What to work on: Copy every line of the records, instructions included, from the start of the records through the line containing "[1029, 111]", shifting each point coordinate by adding 87 to both of its numbers. Leave the sample coordinates within the instructions unchanged.
BEGIN Material for this exercise
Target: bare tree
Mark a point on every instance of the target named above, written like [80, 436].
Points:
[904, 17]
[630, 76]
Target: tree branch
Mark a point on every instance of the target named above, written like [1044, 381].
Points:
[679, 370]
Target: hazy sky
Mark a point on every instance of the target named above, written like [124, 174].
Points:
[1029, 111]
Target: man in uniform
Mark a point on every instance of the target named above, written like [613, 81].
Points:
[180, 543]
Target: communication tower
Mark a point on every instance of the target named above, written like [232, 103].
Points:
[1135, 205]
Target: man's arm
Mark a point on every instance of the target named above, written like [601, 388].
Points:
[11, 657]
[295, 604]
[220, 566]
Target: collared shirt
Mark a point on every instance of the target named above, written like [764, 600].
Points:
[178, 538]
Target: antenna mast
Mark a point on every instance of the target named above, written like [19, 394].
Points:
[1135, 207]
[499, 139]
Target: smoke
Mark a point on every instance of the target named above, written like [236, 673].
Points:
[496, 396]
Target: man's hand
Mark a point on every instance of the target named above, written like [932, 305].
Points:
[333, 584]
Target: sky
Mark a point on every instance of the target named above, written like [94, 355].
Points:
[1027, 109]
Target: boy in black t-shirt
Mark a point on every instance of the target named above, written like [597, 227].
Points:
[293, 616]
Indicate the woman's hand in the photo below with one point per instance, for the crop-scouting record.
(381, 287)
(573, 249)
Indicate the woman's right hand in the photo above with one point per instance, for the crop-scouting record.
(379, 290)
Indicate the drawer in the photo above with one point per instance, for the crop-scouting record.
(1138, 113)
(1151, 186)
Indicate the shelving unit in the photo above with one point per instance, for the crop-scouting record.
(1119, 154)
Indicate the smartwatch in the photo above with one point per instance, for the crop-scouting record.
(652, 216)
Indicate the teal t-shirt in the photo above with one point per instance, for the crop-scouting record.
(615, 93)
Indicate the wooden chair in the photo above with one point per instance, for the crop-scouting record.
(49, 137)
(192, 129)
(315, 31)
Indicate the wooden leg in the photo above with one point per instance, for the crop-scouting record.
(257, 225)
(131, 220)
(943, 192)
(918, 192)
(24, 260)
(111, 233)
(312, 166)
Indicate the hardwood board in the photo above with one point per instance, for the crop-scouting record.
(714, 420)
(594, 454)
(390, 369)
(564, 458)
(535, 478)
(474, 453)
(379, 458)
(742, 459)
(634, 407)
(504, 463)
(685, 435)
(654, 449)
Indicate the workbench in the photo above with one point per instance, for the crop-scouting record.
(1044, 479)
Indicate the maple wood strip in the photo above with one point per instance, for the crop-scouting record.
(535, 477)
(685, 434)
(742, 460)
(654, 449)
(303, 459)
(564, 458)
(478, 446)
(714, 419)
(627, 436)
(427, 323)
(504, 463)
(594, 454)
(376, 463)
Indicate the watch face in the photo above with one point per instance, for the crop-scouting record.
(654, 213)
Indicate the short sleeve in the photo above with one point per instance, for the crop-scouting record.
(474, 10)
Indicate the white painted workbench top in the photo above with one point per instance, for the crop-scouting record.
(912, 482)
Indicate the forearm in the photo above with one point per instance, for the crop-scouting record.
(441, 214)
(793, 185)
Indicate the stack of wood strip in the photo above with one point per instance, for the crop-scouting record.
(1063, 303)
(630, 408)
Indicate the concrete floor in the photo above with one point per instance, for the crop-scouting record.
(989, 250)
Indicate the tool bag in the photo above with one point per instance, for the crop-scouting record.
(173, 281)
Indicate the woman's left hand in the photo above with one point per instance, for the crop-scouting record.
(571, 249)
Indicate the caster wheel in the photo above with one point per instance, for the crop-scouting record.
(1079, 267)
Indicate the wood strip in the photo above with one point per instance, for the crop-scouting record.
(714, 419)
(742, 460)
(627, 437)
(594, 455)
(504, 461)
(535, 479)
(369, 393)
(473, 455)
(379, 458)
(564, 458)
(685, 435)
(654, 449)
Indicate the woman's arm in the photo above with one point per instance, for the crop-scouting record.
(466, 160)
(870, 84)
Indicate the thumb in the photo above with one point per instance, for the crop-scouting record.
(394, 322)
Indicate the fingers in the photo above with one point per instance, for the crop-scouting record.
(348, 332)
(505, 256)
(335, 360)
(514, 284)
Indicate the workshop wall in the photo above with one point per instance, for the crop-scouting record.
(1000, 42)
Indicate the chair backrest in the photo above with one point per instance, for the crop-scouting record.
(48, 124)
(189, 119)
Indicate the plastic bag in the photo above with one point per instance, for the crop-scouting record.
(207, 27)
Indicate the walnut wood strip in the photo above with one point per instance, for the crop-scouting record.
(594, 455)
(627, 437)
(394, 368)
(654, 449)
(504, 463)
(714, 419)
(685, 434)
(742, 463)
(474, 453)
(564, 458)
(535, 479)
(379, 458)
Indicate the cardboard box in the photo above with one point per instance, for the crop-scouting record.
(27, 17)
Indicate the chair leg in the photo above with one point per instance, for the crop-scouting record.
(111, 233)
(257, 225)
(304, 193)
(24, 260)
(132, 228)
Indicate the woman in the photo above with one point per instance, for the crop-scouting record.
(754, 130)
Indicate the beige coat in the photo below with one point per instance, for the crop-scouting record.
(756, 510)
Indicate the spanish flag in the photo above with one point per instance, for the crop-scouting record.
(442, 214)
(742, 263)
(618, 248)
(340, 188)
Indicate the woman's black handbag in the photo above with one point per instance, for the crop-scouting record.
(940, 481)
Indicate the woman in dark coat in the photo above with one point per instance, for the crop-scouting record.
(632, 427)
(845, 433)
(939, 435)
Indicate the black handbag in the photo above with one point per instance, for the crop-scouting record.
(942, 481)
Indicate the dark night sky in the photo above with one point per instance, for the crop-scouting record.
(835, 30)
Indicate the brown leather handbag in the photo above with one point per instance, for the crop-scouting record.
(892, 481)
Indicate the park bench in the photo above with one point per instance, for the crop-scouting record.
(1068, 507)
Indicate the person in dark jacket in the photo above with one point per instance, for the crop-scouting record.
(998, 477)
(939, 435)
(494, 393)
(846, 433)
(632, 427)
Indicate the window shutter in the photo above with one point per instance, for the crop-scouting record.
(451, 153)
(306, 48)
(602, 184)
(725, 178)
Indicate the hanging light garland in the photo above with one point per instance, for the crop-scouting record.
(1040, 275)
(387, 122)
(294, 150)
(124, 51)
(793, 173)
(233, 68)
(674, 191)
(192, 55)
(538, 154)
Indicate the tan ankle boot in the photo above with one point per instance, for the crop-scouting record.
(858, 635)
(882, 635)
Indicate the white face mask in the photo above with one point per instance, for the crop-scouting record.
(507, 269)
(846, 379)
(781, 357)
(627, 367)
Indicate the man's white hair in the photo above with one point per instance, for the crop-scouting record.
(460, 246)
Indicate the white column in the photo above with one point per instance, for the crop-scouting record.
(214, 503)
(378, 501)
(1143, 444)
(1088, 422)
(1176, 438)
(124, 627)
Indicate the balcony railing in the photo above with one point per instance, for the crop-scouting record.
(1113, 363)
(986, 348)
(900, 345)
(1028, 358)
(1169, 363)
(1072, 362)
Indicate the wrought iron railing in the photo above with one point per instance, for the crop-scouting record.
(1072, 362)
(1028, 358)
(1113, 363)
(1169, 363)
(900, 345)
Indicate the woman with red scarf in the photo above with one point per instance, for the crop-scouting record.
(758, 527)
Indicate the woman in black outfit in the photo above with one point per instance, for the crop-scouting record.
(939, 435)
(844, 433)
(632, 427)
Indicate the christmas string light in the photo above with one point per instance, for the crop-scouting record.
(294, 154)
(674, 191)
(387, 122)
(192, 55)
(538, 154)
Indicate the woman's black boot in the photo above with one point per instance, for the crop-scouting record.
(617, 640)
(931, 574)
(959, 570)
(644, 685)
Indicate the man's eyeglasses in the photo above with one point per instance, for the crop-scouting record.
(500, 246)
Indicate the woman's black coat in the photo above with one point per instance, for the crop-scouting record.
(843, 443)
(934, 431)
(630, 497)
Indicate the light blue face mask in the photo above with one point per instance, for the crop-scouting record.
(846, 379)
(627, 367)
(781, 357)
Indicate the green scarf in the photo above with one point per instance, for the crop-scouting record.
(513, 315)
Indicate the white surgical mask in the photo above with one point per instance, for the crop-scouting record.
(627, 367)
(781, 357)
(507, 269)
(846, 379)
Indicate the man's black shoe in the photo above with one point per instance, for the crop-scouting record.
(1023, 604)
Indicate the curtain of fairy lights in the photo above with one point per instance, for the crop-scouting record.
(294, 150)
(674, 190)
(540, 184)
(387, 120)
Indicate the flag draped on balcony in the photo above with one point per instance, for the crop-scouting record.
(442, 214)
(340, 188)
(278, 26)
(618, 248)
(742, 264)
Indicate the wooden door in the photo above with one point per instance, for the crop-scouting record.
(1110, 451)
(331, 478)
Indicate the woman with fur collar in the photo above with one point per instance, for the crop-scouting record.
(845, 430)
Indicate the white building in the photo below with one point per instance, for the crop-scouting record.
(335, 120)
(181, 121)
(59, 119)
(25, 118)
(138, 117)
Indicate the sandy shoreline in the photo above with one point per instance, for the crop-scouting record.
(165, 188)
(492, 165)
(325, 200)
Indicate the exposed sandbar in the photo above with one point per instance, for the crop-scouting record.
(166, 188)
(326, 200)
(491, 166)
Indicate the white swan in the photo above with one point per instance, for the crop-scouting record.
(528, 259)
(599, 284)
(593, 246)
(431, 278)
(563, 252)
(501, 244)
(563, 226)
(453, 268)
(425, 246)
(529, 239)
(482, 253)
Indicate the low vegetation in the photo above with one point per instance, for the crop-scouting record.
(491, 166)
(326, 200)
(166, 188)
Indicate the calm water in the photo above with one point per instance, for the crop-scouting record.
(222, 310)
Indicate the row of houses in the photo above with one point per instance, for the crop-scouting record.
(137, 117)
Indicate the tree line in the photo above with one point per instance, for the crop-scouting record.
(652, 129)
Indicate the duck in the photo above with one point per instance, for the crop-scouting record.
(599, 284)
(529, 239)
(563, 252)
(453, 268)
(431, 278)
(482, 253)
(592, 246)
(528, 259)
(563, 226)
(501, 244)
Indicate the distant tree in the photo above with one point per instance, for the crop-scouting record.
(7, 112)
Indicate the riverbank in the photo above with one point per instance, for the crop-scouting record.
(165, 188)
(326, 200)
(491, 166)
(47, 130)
END Material for this exercise
Result below:
Target: bare tree
Mark a point on every instance of the target named above, written like [80, 436].
Points:
[991, 104]
[717, 163]
Target: tree branch
Mark a point on every instance of the target named above, written like [1044, 381].
Points:
[766, 457]
Target: hazy sky
Mark a point on every instance of the target named above, written like [124, 174].
Points:
[1116, 198]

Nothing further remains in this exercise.